→ **CONSEGNA**
Trascrivi dal testo sui vaccini il brano che si apre con le parole contenenti "Ma quanto possiamo" e si chiude con "di domande insensate.".

Ma quanto possiamo fidarci di vaccini sviluppati in così poco tempo? Come viene garantita la loro sicurezza per prevenire la Covid-19 e mettere fine alla pandemia? Non si tratta di domande insensate.

A differenza di altri farmaci, infatti, lo scopo di molti vaccini è la prevenzione di massa. La somministrazione ad un’intera popolazione di persone sane fa sì che anche una piccola percentuale di effetti collaterali possa tradursi in una quantità molto alta di persone colpite da tali effetti. Perché ne valga la pena, quindi, il beneficio derivato dal vaccino deve essere, quindi, decisamente superiore al rischio e gli effetti collaterali devono essere pressoché inesistenti. 

A proteggerci dai rischi, per quanto possibile, c’è oggi una complessa serie di protocolli che permettono la messa in commercio di un vaccino solo dopo molti studi e in seguito una continua sorveglianza degli effetti. 

Vediamo che cosa è successo nel caso della pandemia da Covid-19 e quali problemi rimangono aperti.

Come viene approvato un vaccino

Un vaccino, come qualunque altro farmaco, viene approvato e messo in commercio al termine di quattro fasi di studio clinico necessarie per verificarne la sicurezza e l’efficacia e di norma la fase successiva inizia solo quando la precedente è stata completata con successo. 

Dopo una fase preclinica su modelli animali considerati affidabili (qui un approfondimento) si passa alla cosiddetta “fase I” su pochi volontari sani, di norma da dieci a cento persone. Si verifica quindi che il vaccino sia sicuro e tollerabile a dosi crescenti, e che non abbia effetti collaterali troppo pesanti, come ad esempio reazioni allergiche. In questa fase si valuta anche se il vaccino induce una risposta immunitaria, ovvero se predispone l’organismo a reagire contro il virus. 

Nella successiva fase II si continuano a studiare la sicurezza e la risposta immunitaria su più larga scala (diverse centinaia di individui) e l’effetto del vaccino su categorie diverse di persone, per esempio giovani e anziani. In generale, le fasi I e II sono finalizzate a definire quale sarà il dosaggio e le tempistiche di somministrazione ottimali del vaccino e la sua capacità di generare una risposta immunitaria.

[Dati di espressioni referenziali basate su foto]

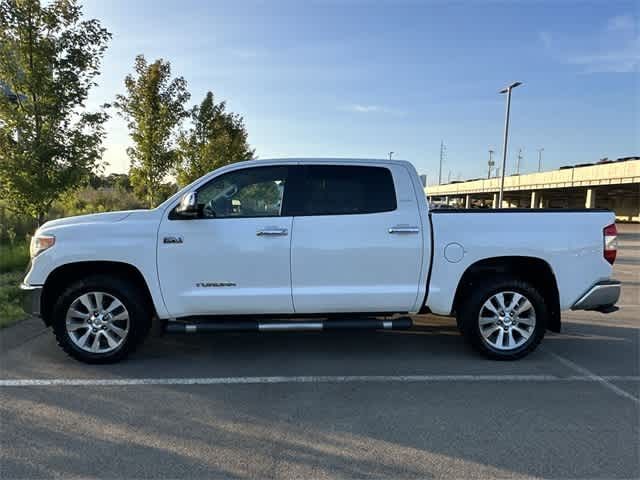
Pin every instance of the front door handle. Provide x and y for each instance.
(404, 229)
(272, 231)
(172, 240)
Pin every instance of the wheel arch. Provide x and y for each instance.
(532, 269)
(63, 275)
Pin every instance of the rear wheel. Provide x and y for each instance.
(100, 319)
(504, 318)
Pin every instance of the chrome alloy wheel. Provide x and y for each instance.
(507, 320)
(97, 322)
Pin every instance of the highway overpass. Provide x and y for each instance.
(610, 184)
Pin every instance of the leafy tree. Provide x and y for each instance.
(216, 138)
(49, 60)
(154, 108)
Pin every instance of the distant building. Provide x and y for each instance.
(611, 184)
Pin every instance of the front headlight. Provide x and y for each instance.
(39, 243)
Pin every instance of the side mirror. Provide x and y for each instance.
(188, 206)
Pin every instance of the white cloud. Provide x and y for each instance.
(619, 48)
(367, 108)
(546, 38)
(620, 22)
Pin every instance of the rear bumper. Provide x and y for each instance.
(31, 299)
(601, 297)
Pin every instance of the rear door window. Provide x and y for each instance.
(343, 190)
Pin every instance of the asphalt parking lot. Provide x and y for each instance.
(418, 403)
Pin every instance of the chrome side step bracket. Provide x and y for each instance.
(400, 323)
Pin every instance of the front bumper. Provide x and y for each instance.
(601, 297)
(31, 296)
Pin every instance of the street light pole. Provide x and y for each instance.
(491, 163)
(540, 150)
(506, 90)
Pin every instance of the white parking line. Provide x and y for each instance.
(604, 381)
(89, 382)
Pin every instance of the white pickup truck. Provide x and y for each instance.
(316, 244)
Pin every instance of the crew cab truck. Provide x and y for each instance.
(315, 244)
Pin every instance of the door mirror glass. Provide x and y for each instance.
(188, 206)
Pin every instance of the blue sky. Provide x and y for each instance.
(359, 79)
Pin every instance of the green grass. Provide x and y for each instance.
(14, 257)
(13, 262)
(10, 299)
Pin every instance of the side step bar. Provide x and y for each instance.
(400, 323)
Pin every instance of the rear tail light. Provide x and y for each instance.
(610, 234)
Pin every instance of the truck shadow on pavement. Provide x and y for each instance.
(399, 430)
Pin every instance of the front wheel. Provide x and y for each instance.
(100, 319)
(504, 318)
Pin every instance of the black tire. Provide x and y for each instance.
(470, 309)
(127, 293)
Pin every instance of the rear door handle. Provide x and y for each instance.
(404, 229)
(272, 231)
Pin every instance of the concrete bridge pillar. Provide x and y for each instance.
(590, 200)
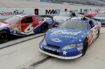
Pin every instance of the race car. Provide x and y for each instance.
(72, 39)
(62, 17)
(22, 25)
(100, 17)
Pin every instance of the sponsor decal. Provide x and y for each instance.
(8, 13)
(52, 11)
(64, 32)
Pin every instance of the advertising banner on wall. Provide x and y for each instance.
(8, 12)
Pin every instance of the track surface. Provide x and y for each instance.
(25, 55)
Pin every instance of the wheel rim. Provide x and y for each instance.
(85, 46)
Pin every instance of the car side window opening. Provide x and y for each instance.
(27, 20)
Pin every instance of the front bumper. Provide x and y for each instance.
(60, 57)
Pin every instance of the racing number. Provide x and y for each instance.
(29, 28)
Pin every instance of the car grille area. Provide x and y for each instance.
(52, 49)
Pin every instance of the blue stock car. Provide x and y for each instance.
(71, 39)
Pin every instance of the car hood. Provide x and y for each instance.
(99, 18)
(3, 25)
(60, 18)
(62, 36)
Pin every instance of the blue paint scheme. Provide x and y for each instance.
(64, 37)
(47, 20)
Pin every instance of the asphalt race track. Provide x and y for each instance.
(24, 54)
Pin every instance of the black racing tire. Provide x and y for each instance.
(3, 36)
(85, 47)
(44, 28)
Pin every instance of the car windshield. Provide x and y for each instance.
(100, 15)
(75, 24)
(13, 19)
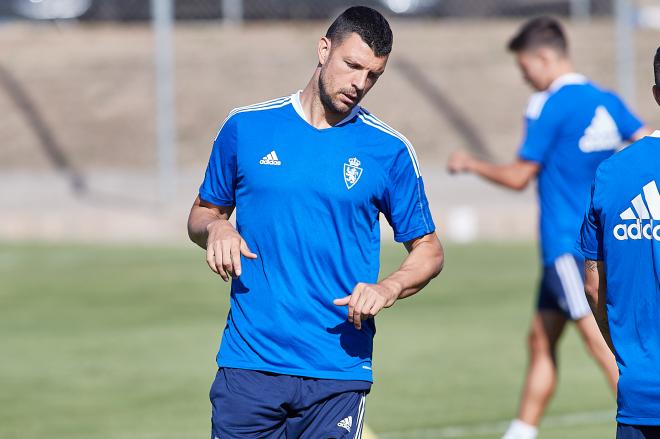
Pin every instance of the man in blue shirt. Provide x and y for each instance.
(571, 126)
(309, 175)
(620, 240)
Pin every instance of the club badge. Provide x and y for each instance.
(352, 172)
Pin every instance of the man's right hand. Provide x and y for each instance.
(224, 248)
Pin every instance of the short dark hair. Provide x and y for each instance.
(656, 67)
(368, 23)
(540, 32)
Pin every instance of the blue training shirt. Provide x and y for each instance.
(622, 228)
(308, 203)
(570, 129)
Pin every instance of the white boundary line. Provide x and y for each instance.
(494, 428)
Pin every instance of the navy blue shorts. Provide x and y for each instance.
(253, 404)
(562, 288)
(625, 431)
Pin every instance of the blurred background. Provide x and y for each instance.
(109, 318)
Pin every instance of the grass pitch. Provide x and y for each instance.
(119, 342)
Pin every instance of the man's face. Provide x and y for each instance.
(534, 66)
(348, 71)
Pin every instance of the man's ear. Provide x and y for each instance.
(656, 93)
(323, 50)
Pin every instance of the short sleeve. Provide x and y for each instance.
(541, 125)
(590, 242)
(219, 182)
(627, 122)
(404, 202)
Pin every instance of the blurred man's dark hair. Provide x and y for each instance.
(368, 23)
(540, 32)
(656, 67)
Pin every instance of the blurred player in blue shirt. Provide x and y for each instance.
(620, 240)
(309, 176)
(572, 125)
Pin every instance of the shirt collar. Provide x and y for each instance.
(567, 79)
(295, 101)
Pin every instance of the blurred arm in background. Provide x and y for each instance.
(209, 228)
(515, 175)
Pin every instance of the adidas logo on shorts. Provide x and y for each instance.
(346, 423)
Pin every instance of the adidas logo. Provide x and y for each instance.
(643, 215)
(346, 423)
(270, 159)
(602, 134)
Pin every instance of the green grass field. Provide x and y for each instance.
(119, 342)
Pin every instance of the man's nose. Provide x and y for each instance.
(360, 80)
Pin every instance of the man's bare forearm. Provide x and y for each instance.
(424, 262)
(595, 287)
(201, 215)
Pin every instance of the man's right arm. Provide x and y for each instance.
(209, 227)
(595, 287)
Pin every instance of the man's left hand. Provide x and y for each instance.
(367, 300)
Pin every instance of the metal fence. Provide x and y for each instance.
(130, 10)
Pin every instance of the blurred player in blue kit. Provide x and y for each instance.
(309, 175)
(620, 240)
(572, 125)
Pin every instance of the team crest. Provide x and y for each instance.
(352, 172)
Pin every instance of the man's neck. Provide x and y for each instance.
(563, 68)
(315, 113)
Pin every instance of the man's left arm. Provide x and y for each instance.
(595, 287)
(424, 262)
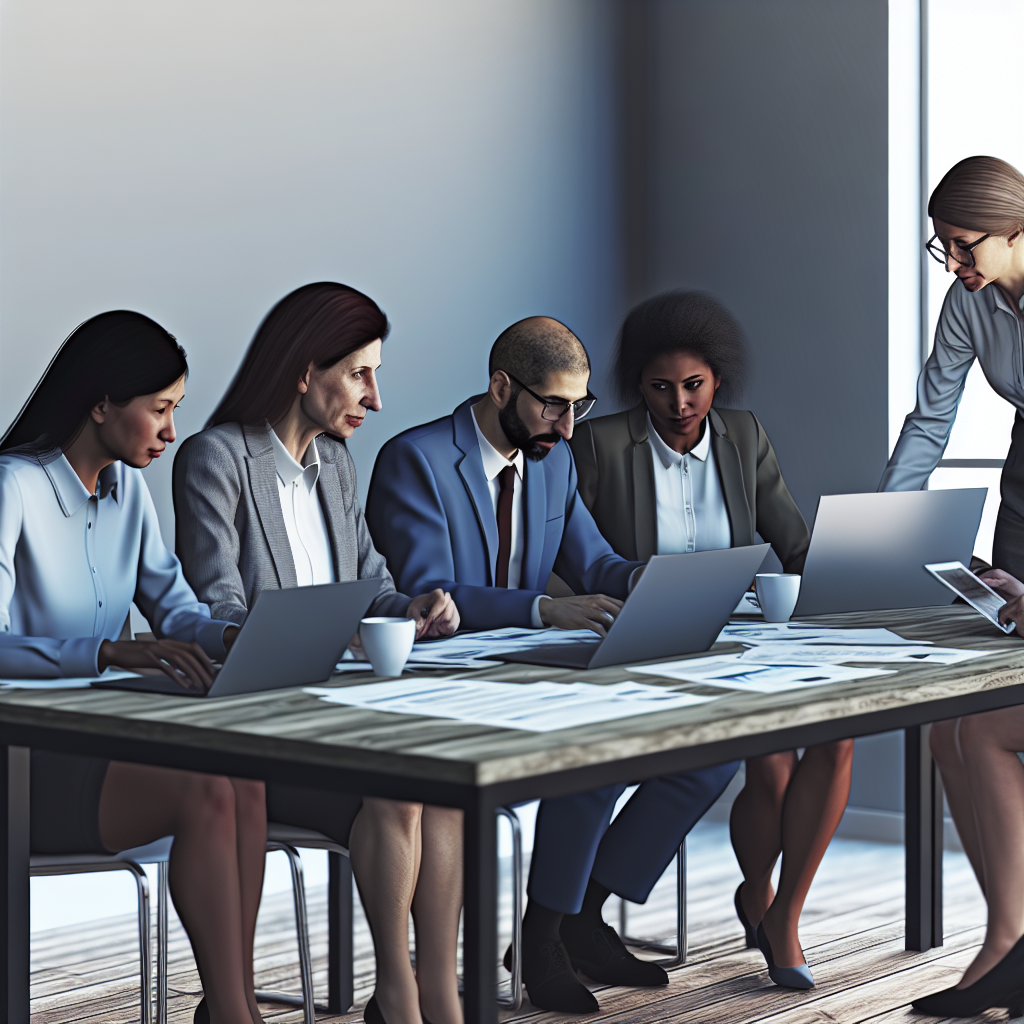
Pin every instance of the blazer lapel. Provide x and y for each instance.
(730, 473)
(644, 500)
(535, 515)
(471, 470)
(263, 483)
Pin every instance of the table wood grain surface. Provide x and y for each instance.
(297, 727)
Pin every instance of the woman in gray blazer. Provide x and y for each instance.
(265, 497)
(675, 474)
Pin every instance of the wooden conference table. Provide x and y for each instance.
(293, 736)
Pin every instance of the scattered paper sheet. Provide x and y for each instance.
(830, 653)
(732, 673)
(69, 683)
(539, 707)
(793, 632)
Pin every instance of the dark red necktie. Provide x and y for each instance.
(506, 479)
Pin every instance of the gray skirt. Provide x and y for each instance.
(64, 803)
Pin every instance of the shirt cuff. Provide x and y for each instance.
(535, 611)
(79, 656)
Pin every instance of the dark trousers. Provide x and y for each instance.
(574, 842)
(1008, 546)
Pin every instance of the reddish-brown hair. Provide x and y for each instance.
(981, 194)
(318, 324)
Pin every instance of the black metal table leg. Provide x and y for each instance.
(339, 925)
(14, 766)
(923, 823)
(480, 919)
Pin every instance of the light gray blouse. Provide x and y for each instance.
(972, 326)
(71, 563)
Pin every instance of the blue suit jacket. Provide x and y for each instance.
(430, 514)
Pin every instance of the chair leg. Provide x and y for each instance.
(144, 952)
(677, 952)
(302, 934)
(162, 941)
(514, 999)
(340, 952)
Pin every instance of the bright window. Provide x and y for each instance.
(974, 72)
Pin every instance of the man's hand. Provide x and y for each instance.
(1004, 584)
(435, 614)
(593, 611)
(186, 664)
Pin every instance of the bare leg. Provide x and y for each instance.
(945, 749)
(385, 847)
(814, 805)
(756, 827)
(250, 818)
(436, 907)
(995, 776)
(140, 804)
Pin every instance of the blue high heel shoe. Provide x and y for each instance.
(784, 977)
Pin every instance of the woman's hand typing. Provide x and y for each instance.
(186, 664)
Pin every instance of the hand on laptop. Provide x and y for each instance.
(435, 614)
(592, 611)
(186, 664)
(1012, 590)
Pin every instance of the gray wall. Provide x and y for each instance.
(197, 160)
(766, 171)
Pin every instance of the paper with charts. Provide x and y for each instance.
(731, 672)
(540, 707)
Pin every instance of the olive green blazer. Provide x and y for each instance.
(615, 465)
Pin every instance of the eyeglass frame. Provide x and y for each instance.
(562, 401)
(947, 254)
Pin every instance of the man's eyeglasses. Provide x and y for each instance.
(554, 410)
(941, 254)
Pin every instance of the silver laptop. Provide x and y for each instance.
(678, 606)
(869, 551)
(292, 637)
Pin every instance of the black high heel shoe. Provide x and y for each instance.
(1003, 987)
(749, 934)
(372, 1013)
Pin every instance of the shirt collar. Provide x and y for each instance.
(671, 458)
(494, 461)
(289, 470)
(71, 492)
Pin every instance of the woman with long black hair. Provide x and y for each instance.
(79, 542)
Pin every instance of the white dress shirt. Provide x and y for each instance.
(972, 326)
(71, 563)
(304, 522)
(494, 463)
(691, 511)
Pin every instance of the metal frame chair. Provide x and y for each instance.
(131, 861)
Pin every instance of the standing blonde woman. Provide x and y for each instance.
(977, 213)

→ **RISPOSTA SCRITTA**
Ma quanto possiamo fidarci di vaccini sviluppati in così poco tempo? Come viene garantita la loro sicurezza per prevenire la Covid-19 e mettere fine alla pandemia? Non si tratta di domande insensate.